Material for this task:
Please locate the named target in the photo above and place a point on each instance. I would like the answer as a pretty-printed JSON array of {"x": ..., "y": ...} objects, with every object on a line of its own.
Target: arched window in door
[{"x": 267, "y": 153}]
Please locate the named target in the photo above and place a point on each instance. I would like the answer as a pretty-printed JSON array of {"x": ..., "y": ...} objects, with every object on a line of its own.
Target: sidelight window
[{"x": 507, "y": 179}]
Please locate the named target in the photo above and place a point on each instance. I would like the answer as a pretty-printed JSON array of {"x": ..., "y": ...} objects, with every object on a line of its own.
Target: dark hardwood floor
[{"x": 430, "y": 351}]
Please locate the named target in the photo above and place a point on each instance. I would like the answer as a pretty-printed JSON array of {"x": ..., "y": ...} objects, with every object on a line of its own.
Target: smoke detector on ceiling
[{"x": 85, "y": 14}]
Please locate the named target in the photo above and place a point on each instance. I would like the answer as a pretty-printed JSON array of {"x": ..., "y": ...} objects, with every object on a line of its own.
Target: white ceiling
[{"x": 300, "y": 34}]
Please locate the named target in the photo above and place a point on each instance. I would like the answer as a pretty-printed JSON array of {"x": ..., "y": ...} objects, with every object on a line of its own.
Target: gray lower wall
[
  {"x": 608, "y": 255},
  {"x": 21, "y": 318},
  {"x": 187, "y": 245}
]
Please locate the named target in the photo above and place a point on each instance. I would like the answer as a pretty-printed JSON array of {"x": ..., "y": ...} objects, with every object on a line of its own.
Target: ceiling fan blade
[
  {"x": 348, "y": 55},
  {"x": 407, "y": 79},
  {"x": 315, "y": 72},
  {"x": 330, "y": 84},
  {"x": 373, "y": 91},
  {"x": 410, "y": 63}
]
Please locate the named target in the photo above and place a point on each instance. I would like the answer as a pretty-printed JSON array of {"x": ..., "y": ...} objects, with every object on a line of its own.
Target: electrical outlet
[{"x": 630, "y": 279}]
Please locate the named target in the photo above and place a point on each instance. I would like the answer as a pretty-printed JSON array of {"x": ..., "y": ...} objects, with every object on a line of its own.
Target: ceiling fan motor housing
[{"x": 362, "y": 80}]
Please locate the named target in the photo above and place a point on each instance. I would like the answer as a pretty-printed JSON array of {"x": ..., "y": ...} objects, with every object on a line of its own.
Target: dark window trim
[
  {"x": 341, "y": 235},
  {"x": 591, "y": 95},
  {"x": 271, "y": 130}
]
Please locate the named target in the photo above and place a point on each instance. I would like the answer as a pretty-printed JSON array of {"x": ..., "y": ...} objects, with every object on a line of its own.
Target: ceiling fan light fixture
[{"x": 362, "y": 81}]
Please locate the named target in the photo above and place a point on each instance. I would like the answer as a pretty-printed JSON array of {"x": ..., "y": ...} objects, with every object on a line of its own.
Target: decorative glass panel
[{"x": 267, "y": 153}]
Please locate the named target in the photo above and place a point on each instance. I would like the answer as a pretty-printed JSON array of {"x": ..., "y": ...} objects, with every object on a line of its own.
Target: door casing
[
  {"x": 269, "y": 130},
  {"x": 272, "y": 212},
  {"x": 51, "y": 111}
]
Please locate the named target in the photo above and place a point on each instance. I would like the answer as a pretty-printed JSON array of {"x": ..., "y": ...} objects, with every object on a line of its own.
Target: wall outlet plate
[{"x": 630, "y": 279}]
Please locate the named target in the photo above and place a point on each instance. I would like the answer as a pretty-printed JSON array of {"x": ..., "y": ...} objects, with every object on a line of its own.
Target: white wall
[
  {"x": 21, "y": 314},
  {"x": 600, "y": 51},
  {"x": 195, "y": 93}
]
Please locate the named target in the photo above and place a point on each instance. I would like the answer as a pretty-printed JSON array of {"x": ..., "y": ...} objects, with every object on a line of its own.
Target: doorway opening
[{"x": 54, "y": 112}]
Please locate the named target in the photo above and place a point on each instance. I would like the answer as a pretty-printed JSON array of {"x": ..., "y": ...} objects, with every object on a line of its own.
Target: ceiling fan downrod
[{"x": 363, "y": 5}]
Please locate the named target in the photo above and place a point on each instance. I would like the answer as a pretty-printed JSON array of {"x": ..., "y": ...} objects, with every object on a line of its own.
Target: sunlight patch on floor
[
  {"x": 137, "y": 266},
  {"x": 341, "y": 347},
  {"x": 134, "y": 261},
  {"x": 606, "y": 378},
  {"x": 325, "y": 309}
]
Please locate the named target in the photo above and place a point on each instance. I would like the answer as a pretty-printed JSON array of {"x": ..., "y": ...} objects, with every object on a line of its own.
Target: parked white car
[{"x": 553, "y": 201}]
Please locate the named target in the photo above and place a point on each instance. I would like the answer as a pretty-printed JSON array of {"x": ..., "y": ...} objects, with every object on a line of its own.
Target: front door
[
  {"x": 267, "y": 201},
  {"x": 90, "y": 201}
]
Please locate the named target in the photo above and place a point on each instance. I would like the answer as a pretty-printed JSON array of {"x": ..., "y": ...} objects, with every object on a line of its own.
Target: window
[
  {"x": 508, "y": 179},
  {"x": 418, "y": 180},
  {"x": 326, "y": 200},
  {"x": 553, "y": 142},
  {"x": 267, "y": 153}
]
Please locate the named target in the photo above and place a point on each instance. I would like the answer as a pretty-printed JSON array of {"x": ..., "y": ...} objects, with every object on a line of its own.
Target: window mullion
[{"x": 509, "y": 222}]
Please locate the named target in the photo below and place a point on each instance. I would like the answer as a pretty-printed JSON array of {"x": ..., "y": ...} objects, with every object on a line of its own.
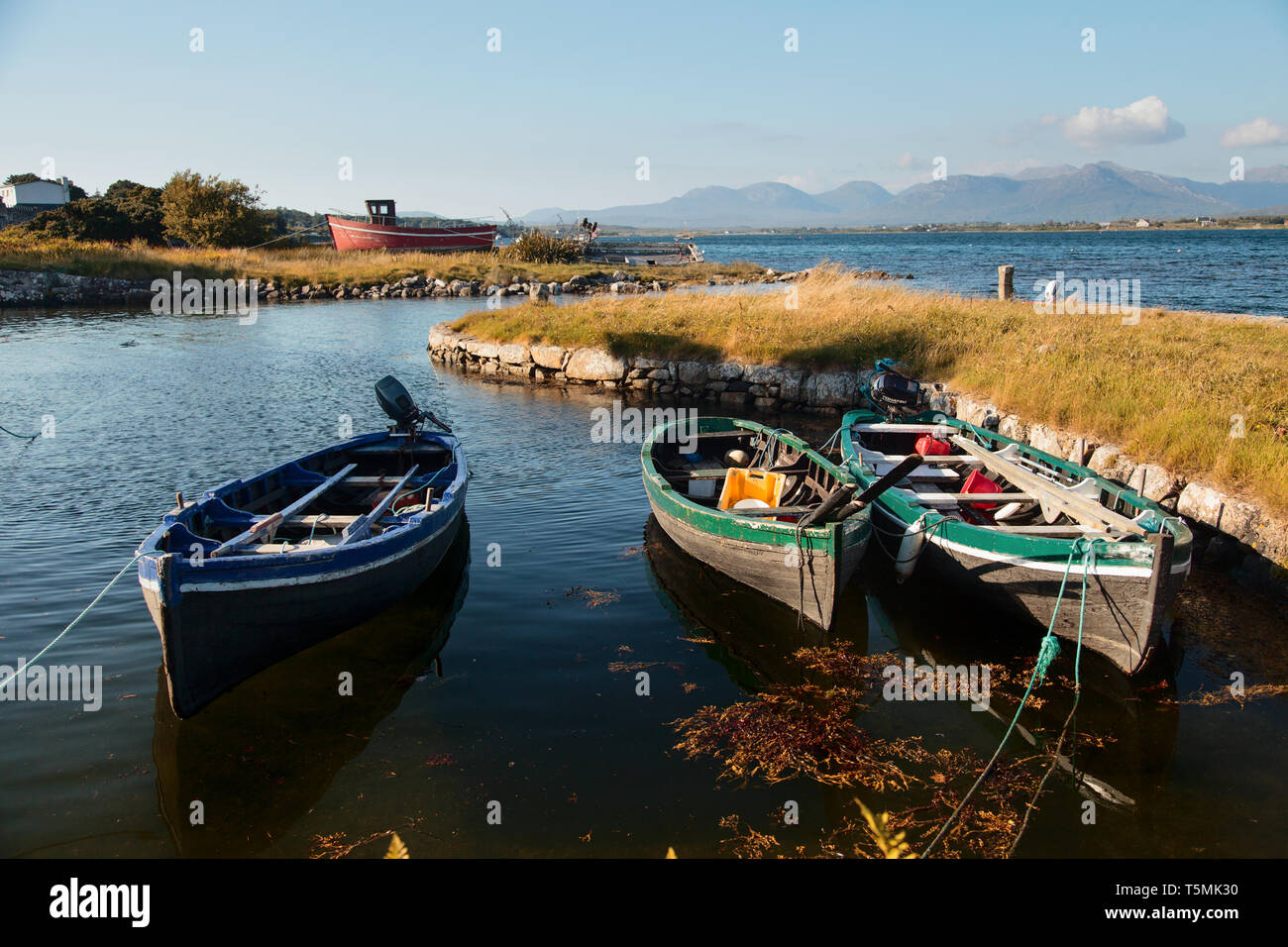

Required task:
Render the lines from the start through the line containing "Target: arched window in door" as a JSON list of strings, one string per line, leaving out any blank lines.

Result:
[
  "Please locate the named target in the photo above and place a point on each instance. I would like the answer as a pretty-printed JSON array of {\"x\": ..., \"y\": ...} objects, with every object on a line of its own.",
  "Target: arched window in door"
]